B - Pour une histoire totale

Dans Combat pour l’Histoire 102 , Francis Febvre lutte contre la place prise par l’histoire politique et diplomatique, contre l’histoire «  historisante », qui se base sur l’histoire événementielle. Cette tendance ancienne s’accentue avec la Nouvelle Histoire.

L’Ecole des Annales cherchait à écrire une histoire totale. La Nouvelle Histoire a souhaité réaliser cette ambition en élargissant le champ de l’histoire à de multiples domaines dès les années 1970, comme, par exemple, le climat, les mentalités, l’histoire sérielle, le corps, la sexualité 103 . Elle propose de nouvelles approches, de nouveaux objets, de nouveaux problèmes, pour reprendre les termes d’un ouvrage connu de J. Le Goff et de P. Nora 104 .

********

CONSIGNES —
**A)** D’après l’extrait, pourquoi la Nouvelle Histoire a-t-elle élargi le champ de l’histoire à de multiples domaines ? Répondez en une à trois phrases.
**B)** Mettez à jour le passage de l’extrait situé entre « B - Pour une » et « la Nouvelle Histoire. », inclus, en remplaçant « diplomatique » par « militaire ».

********

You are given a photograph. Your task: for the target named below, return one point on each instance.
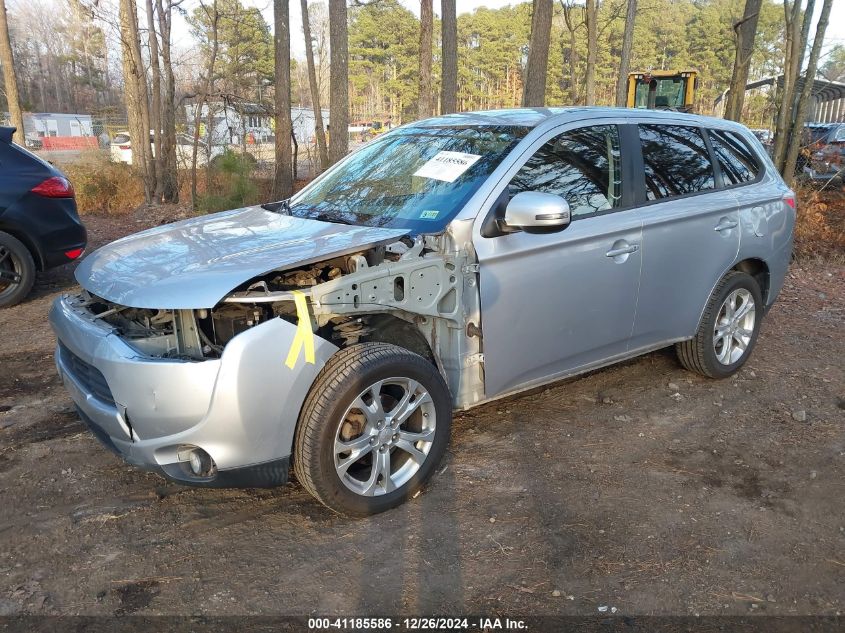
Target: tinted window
(582, 166)
(676, 161)
(735, 159)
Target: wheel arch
(389, 328)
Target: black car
(39, 224)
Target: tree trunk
(625, 57)
(10, 76)
(449, 57)
(202, 99)
(534, 91)
(169, 179)
(338, 81)
(137, 95)
(790, 73)
(745, 30)
(319, 128)
(283, 181)
(424, 101)
(591, 14)
(155, 110)
(806, 93)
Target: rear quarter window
(676, 161)
(736, 160)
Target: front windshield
(413, 178)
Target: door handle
(623, 250)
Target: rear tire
(728, 329)
(372, 430)
(17, 270)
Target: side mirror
(537, 212)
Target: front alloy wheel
(373, 428)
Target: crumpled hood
(195, 263)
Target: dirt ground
(640, 487)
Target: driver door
(554, 303)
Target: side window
(676, 161)
(736, 161)
(582, 166)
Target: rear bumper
(241, 409)
(49, 226)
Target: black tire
(17, 270)
(347, 374)
(699, 353)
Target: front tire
(17, 270)
(728, 329)
(373, 428)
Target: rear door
(691, 232)
(555, 302)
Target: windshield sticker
(447, 166)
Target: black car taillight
(55, 187)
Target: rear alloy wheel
(17, 270)
(372, 429)
(728, 329)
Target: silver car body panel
(195, 263)
(499, 314)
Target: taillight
(55, 187)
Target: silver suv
(445, 264)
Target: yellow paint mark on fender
(304, 336)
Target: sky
(835, 33)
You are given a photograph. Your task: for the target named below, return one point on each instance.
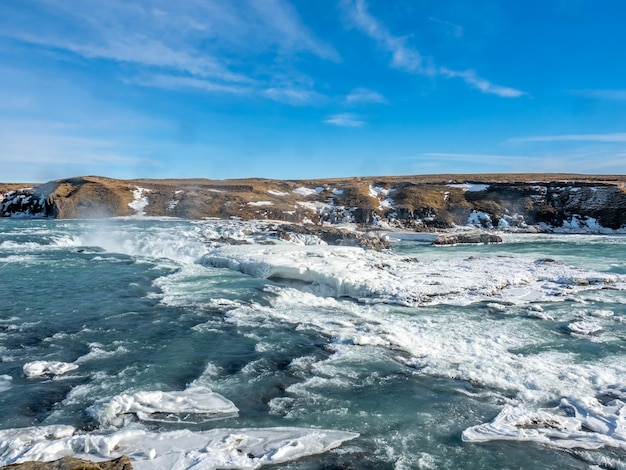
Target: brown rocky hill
(425, 202)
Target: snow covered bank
(218, 448)
(584, 423)
(195, 404)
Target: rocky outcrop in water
(72, 463)
(422, 203)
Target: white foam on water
(195, 404)
(47, 368)
(184, 449)
(97, 352)
(474, 348)
(5, 382)
(373, 277)
(583, 423)
(584, 327)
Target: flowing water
(156, 335)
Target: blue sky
(310, 88)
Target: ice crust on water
(584, 423)
(184, 449)
(44, 368)
(384, 277)
(5, 382)
(195, 404)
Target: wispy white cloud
(607, 94)
(614, 137)
(365, 96)
(289, 32)
(175, 82)
(344, 120)
(402, 56)
(292, 96)
(411, 60)
(452, 29)
(581, 160)
(485, 86)
(209, 45)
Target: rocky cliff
(422, 203)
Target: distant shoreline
(426, 203)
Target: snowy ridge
(219, 448)
(198, 402)
(584, 422)
(382, 277)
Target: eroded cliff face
(415, 202)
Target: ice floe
(5, 382)
(46, 368)
(373, 277)
(584, 327)
(218, 448)
(195, 404)
(274, 192)
(585, 423)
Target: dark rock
(72, 463)
(467, 238)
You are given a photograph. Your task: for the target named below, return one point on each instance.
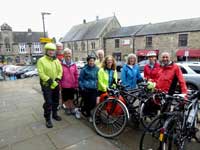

********

RÉPONSES PAR NUMÉRO —
**A)** La Nouvelle Histoire voulait réaliser l’ambition de l’Ecole des Annales, qui cherchait à écrire une histoire totale. Pour y parvenir, elle a étendu le champ de l’histoire dès les années 1970 au climat, aux mentalités, à l’histoire sérielle, au corps et à la sexualité.

**B)**
B - Pour une histoire totale

Dans Combat pour l’Histoire 102 , Francis Febvre lutte contre la place prise par l’histoire politique et militaire, contre l’histoire «  historisante », qui se base sur l’histoire événementielle. Cette tendance ancienne s’accentue avec la Nouvelle Histoire.